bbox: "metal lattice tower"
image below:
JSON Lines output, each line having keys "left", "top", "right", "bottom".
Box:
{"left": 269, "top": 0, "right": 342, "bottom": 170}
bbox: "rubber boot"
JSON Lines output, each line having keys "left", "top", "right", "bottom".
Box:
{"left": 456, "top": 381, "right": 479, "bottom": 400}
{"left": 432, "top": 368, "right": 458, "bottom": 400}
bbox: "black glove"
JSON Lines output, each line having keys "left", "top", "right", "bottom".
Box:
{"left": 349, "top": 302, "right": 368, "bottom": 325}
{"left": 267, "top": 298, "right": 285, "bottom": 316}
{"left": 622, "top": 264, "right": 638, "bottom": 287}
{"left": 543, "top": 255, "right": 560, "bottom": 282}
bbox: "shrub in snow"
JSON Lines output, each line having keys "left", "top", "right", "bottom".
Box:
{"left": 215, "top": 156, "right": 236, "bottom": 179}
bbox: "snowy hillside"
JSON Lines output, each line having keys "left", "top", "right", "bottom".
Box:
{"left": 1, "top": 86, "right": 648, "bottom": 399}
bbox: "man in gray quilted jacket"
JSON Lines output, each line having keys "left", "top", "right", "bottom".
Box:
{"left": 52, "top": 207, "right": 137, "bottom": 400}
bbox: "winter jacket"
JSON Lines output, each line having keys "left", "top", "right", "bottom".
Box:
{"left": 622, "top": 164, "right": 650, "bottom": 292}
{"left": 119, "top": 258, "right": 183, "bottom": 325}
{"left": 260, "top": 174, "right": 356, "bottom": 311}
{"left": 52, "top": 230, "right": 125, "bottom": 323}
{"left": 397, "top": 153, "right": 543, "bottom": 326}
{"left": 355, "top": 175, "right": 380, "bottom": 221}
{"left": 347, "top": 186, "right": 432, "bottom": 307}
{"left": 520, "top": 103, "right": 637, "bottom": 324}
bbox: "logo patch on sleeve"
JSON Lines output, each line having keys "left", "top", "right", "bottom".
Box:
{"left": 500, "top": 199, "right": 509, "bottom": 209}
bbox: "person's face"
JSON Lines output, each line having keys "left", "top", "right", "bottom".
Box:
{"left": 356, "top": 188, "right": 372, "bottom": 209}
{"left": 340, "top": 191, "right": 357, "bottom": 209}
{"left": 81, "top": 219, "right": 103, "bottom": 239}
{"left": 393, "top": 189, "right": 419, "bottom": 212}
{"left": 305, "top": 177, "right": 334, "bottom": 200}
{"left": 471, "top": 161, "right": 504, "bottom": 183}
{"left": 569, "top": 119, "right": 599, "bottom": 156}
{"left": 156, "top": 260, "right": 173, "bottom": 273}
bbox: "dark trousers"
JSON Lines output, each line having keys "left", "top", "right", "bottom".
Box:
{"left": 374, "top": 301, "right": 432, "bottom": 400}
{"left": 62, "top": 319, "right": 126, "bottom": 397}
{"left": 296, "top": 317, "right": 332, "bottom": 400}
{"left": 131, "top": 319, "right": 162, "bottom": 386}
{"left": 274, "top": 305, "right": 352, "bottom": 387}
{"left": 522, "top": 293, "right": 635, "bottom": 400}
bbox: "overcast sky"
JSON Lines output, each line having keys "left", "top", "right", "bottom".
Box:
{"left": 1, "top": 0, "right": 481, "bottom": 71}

* * * *

▸ PROBLEM DESCRIPTION
Copy out each line from the preceding entries that mentions the word "bbox".

▸ YOUR SOLUTION
bbox: "metal lattice tower"
bbox: "rubber boot"
bbox: "black glove"
bbox: "shrub in snow"
bbox: "snowy hillside"
bbox: "man in gray quilted jacket"
bbox: "winter jacket"
bbox: "logo patch on sleeve"
bbox: "person's face"
bbox: "dark trousers"
bbox: "overcast sky"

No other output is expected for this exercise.